→ Извлечённый текст:
####
Образ мыслей Фарман Уллы, сводящий сферу ответственности человека к одним намерениям и волевым усилиям, вряд ли характерен для большинства смертников-мусульман. Многие другие неудавшиеся смертники, в частности палестинские, вполне осознают собственную ответственность за создание своих действий, сочетая ее с верой в провидение.

Салафитская трактовка детерминизма в ее ваххабитском варианте, в большинстве случаев стоящая за теологическим оправданием терроризма смертников, убежденно отстаивает наличие естественных физических законов и материальных сил, имеющихся у человека помимо волевой активности. Ее влияние существенно в северокавказском регионе. Женщины, вышедшие из рядов радикальных ваххабитов Чечни (составляющие значительную долю среди смертников этого региона), демонстрируют в значительной степени иной тип террориста-смертника, нежели ближневосточный религиозный экстремизм. Для них характерна поверхностная вера в предопределение, что связано с низким уровнем религиозного образования и знаний основ исламского вероучения. Фраза, которую перед смертью обронила первая смертница на рок-фестивале в Тушино (2003 г.), чья взрывчатка смертельно ранила только своего носителя: «Теперь не попаду к Аллаху»[453], - свидетельствует об осознании полной ответственности не только за свои действия, но и конечные результаты операции. По всей видимости, чеченская форма терроризма смертников является иллюстрацией мусульманского религиозного сознания со слабо выраженным фатализмом.
####
→ Набор данных:
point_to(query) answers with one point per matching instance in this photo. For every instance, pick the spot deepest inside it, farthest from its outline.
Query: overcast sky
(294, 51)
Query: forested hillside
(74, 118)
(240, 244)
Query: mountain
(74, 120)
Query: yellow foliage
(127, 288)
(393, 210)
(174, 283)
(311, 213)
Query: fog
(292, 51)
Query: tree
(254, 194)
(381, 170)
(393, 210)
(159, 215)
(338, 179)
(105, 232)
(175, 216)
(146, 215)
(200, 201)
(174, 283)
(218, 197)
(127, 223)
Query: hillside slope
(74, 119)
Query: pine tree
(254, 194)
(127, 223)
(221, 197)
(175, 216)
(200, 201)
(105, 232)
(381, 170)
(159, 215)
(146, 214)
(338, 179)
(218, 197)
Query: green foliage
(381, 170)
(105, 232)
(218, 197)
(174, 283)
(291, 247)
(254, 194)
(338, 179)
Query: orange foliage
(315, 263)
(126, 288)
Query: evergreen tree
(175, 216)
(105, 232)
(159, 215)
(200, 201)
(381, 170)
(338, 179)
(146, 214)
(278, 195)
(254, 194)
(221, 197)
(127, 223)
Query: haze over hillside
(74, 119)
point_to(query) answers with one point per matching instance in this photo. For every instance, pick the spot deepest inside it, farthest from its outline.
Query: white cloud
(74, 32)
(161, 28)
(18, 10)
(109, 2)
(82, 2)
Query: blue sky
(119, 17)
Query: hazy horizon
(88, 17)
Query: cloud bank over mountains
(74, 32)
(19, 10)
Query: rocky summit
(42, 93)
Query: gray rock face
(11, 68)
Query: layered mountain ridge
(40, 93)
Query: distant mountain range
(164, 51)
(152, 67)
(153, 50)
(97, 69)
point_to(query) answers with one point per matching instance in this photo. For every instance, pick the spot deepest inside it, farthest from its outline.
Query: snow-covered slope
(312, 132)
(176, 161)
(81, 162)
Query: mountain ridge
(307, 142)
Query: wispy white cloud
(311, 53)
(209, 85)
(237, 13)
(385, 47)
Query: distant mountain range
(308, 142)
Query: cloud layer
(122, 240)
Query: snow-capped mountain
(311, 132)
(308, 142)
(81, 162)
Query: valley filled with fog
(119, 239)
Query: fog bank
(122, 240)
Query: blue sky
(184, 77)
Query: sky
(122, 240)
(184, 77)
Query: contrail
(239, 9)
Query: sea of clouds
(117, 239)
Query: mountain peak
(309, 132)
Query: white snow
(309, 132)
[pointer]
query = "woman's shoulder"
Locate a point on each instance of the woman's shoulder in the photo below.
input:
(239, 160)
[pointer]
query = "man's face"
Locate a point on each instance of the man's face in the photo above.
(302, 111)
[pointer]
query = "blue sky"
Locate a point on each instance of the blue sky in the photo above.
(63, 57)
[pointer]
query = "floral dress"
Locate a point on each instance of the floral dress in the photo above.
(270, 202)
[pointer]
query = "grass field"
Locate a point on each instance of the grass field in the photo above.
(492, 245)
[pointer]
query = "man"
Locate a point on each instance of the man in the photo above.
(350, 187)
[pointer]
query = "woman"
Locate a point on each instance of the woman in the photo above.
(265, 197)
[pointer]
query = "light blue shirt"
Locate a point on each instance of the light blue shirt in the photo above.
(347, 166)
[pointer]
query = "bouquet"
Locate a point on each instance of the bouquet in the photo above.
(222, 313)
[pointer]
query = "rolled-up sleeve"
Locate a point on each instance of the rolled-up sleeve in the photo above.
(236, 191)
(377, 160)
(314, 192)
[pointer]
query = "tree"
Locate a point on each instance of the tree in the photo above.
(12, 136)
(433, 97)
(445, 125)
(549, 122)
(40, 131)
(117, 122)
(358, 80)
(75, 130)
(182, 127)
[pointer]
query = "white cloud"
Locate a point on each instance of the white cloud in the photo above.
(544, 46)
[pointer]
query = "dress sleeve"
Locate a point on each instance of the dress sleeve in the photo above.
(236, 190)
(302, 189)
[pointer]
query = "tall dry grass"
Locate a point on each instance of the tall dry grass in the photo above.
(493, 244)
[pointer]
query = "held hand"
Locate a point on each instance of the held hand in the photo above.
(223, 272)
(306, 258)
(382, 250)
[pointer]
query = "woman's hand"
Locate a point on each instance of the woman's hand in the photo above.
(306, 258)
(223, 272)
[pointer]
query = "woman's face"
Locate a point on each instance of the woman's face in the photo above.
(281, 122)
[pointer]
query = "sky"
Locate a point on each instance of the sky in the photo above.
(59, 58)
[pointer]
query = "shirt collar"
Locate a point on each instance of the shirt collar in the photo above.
####
→ Задание 1: Выпишите по порядку все слова с дефисом из текста о терроризме смертников.
→ Задание 2:
Ответьте коротко по тексту о терроризме смертников.
(a) В каком году была первая смертница на рок-фестивале в Тушино?
(b) Какие неудавшиеся смертники, кроме прочих, названы как осознающие свою ответственность за создание своих действий?
(c) С чем связана поверхностная вера чеченских смертниц в предопределение?
→ Задание 3: Продолжите текст о терроризме смертников после его последнего предложения.
Записи здесь ни при чем.

→ Ответ 1:
смертников-мусульман
террориста-смертника
рок-фестивале

→ Ответ 2:
(a) В 2003 году.
(b) Палестинские.
(c) С низким уровнем религиозного образования и знаний основ исламского вероучения.

→ Ответ 3:
Терроризм смертников в Палестине по степени фаталистичности мировосприятия исполнителей акций самопожертвования можно поместить посередине между двумя вышеприведенными типами террориста-смертника, олицетворяющими противоположные тенденции. Среди публичных выступлений и ответов для прессы представителей руководства Хамас, радикальной исламской партии Палестины, ответственной за большую часть «мученических операций», можно найти яркие свидетельства, помогающие понять характер провиденциализма, культивируемого в местной мусульманской общине. Приведем лишь один характерный пример.

На вопрос корреспондента, явились ли неожиданностью результаты атаки смертника в Иерусалиме 19 августа 2003 года, в которой погибло 20 человек, духовный лидер Хамас Ахмад Ясин (1936–2004) дал следующий ответ: «Что касается убитых в ходе операции в Иерусалиме, то все возможно, все совершается по воле Аллаха Всевышнего. Когда ты выпускаешь пулю, ты не знаешь, поразит ли она одного, двоих, троих или сотню человек. Ты защищаешь себя. Возьмем в качестве примера операцию в Тель-Авиве, которая была проведена перед акцией в Иерусалиме. Она была проведена в ответ на злодеяния сионистов, и в ней погиб один человек. Даже если бы мы хотели большего количества убитых, то все равно любой результат зависит от воли Аллаха Всевышнего»[454].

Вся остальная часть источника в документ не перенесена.